YOUR ASSIGNMENT >>
Using the records below, filter for lines that contain the string "plate" and copy them out.

Saved entries
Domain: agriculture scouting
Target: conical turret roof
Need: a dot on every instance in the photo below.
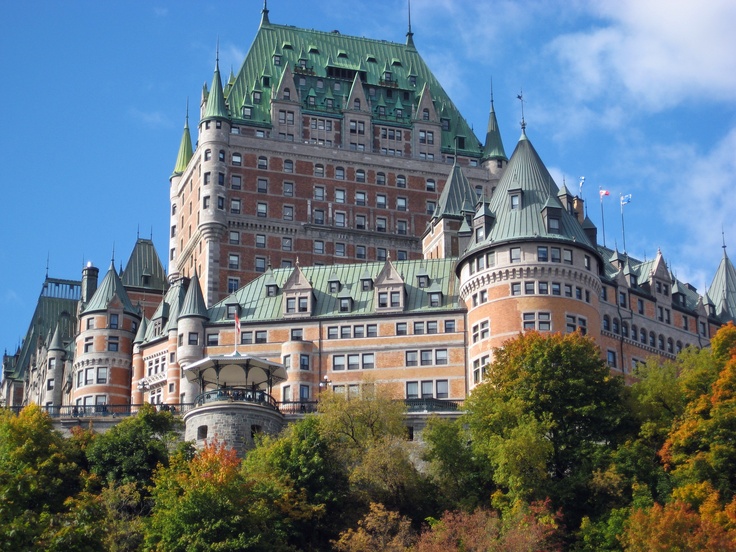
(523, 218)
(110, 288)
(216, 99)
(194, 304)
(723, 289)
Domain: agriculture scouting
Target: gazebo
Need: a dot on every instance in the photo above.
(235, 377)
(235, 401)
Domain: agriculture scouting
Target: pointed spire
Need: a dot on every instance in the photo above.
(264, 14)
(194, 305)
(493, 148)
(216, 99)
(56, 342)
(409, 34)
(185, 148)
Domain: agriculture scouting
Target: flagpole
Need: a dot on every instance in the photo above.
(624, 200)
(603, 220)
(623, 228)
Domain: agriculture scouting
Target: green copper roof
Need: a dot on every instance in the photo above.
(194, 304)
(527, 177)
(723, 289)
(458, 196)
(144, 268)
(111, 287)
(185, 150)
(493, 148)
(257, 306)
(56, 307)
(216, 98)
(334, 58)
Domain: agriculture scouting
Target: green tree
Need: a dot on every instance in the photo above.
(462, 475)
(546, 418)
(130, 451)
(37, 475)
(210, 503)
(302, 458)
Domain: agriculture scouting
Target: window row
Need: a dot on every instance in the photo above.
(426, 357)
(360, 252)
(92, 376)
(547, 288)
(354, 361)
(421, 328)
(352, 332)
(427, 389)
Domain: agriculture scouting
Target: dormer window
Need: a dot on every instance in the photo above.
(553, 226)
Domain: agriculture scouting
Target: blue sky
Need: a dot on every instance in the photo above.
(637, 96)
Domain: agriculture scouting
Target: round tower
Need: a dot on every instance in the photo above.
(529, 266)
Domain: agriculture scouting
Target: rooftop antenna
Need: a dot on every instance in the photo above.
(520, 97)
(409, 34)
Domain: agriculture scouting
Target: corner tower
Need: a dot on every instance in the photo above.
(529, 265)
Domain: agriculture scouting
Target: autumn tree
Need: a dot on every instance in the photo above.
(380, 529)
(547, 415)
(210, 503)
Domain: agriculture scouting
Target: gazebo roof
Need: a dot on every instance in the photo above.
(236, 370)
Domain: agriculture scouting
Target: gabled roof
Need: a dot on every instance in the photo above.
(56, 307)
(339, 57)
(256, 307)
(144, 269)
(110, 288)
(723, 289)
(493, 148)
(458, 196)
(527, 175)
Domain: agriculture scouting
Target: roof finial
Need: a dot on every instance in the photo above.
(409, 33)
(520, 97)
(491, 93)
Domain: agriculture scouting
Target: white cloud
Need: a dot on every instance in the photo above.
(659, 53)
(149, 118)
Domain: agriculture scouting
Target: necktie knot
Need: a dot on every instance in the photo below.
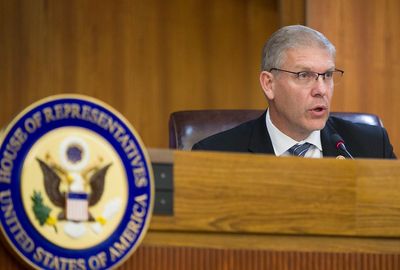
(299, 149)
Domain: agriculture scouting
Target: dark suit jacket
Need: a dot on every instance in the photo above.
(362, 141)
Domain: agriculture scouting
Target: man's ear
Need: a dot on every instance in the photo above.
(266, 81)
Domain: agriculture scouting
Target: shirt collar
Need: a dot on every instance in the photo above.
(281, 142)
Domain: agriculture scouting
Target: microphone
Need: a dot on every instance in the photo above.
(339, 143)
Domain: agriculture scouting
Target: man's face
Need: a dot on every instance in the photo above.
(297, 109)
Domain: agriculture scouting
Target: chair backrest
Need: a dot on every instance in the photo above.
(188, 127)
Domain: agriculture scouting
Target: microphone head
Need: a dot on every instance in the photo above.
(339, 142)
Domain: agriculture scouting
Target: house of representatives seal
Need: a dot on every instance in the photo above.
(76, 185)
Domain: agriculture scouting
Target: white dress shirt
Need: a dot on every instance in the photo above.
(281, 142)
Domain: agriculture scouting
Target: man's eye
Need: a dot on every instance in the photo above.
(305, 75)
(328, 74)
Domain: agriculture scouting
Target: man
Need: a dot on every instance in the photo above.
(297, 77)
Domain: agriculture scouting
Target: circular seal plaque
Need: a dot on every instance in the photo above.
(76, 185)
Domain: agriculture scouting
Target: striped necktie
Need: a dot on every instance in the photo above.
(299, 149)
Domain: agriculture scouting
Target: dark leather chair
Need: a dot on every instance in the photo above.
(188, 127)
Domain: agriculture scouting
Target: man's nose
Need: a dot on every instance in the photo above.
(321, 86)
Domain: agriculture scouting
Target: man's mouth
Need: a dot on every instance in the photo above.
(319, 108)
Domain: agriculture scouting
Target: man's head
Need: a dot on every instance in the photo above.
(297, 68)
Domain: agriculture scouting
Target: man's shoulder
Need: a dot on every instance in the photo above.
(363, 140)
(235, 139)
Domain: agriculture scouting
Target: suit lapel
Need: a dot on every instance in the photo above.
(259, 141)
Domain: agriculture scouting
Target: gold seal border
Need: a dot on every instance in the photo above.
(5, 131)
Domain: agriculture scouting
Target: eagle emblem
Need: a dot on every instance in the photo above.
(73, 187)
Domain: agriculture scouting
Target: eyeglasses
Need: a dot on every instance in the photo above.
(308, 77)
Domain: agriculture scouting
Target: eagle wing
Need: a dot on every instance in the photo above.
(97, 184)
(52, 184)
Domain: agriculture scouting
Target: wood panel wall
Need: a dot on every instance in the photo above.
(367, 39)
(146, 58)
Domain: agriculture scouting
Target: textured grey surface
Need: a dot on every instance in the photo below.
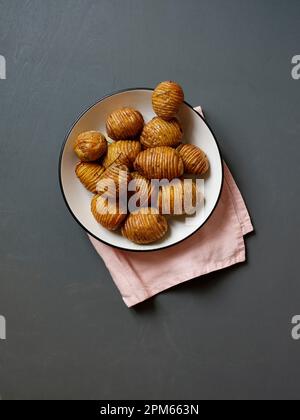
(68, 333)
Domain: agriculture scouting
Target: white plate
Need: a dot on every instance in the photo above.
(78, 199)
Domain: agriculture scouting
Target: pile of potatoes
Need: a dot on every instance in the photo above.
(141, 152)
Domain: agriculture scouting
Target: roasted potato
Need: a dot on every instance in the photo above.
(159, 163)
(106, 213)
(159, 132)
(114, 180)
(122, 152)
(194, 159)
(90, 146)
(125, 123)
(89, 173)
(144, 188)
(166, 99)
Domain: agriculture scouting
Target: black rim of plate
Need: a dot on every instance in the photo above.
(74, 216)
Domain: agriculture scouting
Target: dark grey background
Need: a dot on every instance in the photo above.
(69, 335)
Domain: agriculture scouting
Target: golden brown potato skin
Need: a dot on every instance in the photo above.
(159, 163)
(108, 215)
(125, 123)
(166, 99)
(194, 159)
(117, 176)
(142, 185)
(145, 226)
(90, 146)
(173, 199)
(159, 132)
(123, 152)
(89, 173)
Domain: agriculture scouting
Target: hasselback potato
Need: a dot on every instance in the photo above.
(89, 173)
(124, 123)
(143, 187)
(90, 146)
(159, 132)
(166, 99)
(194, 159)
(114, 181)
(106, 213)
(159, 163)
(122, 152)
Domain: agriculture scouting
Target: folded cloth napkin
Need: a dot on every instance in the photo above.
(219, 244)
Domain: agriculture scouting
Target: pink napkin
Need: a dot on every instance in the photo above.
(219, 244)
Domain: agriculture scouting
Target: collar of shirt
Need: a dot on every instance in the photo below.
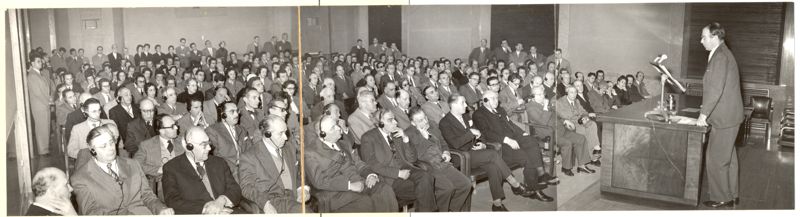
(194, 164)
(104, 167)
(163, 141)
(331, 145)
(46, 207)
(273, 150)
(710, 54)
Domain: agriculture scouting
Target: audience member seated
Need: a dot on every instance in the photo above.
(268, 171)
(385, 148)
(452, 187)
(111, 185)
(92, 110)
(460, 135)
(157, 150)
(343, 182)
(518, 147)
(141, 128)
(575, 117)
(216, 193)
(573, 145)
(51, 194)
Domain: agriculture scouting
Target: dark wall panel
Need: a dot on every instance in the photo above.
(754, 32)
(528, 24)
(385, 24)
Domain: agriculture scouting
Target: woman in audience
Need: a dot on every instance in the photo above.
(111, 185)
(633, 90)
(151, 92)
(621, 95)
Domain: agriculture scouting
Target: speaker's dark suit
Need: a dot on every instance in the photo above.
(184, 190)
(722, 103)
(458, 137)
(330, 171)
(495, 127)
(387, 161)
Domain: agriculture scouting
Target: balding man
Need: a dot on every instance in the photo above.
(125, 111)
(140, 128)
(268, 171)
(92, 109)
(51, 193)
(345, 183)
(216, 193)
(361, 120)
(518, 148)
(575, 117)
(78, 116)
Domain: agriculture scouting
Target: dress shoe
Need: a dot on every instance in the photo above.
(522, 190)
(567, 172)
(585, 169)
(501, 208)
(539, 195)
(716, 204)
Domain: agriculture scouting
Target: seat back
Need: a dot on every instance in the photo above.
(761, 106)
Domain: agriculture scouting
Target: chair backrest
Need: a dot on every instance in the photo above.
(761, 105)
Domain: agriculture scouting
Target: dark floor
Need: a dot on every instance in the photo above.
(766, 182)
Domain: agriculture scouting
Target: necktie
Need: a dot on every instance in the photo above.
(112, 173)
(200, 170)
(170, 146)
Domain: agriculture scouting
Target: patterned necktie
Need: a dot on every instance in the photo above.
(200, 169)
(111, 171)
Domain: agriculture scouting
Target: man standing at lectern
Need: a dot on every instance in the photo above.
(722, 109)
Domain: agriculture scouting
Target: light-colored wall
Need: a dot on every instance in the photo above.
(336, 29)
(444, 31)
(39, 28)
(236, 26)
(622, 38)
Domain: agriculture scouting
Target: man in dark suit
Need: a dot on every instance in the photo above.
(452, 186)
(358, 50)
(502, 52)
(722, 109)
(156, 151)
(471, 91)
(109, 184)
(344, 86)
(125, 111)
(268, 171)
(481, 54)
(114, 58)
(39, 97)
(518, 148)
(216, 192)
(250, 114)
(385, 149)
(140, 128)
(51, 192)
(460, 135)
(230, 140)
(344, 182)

---

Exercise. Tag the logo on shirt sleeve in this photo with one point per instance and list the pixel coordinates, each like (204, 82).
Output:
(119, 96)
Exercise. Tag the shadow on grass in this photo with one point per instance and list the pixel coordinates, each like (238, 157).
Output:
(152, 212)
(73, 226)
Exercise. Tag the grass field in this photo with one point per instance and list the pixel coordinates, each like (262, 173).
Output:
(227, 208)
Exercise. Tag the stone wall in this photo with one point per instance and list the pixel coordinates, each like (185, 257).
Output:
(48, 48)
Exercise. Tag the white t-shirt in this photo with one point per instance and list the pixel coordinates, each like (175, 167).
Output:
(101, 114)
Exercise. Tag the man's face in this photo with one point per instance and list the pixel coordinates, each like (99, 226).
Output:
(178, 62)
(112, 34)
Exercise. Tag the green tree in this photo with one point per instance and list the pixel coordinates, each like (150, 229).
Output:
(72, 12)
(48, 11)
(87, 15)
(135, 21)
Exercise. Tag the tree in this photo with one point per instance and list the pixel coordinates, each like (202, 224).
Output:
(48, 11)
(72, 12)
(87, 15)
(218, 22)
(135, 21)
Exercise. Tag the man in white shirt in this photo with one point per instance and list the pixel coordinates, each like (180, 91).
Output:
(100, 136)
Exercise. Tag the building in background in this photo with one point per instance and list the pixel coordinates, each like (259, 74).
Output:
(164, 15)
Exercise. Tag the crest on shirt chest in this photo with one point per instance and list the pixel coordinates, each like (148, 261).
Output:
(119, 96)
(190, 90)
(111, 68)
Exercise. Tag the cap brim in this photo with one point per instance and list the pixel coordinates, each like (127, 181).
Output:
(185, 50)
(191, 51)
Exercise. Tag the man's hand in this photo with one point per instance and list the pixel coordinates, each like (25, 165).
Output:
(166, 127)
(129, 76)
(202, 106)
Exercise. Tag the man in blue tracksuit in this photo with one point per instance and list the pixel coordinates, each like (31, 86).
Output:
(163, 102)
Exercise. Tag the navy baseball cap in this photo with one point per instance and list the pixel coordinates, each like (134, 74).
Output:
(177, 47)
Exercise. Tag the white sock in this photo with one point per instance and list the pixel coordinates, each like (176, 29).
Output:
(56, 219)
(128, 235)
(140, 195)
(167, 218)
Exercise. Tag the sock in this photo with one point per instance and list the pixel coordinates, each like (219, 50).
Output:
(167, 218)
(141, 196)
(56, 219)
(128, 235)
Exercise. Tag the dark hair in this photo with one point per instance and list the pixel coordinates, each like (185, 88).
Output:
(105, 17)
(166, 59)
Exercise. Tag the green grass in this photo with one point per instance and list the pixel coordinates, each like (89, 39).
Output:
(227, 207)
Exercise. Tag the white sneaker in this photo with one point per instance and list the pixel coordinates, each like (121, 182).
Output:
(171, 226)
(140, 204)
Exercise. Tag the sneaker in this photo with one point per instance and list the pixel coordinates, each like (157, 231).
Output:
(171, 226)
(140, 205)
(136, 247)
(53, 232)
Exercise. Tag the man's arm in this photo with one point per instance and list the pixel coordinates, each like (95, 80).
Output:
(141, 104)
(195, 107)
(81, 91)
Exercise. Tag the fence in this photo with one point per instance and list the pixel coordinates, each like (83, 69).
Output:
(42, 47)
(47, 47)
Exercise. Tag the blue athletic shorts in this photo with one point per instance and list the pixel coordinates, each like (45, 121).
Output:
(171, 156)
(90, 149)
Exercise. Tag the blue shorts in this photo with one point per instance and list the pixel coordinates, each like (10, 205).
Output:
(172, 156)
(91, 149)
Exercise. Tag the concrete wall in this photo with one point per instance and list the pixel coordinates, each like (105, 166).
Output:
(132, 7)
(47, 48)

--

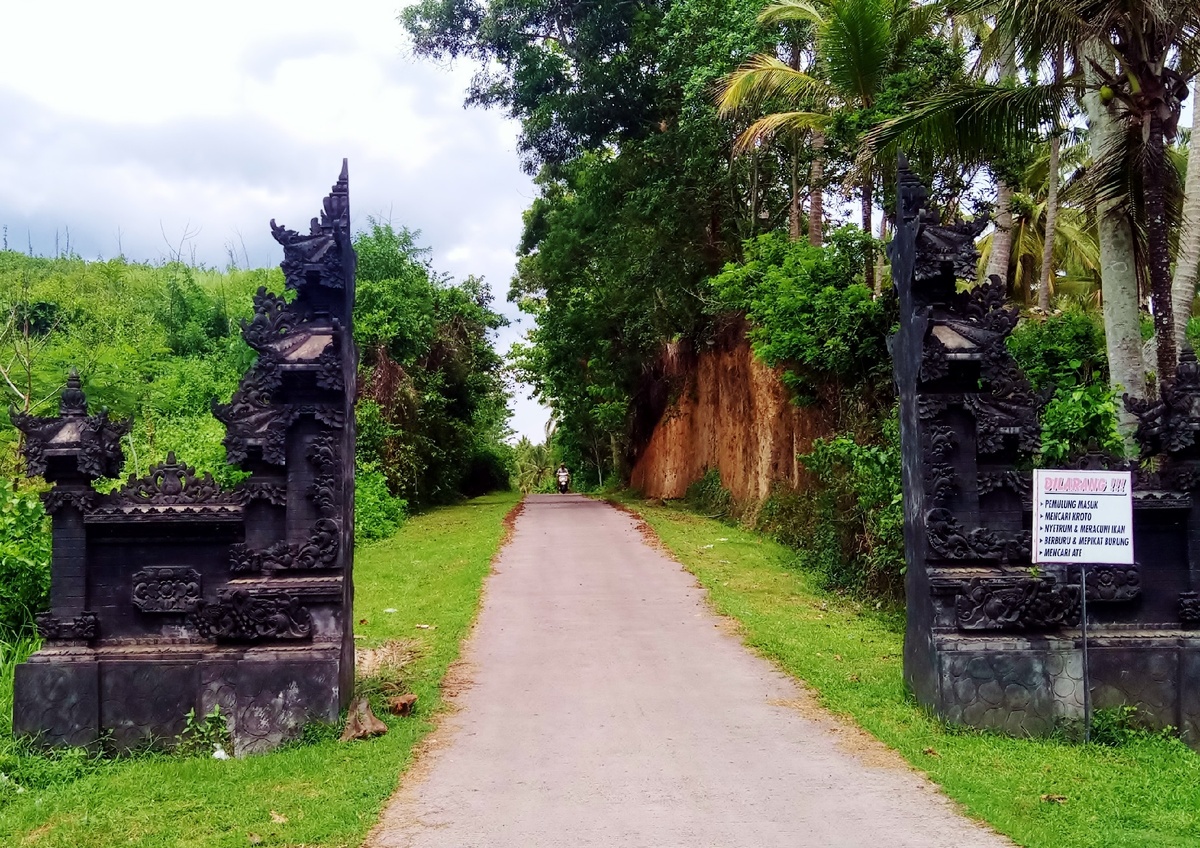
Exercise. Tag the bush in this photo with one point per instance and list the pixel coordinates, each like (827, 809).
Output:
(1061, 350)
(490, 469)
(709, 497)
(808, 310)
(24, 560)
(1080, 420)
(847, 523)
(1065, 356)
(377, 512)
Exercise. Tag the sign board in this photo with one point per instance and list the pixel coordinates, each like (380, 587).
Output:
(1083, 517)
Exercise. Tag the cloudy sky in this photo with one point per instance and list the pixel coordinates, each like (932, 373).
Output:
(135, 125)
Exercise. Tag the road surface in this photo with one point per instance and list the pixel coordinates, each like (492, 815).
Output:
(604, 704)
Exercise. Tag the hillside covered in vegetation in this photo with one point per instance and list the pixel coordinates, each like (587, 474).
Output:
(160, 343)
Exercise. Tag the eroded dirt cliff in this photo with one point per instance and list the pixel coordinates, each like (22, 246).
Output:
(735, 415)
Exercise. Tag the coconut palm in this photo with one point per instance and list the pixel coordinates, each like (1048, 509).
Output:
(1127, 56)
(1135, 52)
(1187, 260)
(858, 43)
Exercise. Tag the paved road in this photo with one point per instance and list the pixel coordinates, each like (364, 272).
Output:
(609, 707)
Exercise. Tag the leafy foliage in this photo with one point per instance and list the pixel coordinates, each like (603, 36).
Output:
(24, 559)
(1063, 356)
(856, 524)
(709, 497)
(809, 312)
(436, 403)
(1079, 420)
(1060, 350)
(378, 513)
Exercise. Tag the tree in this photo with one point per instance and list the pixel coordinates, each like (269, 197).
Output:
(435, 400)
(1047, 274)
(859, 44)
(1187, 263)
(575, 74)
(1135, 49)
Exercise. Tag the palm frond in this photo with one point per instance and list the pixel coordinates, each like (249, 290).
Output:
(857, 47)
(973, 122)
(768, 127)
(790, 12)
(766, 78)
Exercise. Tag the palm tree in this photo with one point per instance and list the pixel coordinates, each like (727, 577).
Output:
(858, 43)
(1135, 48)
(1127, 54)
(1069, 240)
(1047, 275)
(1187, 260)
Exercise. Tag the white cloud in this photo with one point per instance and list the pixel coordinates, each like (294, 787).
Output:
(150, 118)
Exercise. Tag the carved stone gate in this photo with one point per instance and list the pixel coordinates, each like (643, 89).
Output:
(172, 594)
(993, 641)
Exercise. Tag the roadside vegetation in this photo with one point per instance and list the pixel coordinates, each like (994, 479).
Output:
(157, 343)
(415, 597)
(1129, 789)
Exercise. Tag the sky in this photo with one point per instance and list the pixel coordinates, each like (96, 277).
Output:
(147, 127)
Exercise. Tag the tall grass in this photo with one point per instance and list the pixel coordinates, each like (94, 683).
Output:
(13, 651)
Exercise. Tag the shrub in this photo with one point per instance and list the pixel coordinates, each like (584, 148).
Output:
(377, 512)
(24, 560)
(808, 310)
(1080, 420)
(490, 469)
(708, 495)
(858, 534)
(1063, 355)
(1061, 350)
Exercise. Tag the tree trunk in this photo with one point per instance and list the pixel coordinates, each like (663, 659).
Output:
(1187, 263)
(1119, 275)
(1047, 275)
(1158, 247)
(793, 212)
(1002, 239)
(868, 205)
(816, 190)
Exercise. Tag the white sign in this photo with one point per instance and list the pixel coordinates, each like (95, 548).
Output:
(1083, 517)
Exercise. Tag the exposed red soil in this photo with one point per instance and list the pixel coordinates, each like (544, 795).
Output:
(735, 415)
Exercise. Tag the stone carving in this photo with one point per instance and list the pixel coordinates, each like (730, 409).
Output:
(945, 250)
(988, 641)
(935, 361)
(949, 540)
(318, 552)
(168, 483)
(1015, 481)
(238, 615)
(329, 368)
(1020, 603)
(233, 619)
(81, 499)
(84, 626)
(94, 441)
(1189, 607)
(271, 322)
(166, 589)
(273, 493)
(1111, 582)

YOUR SOLUTION >>
Target: white plate
Target: black rim of plate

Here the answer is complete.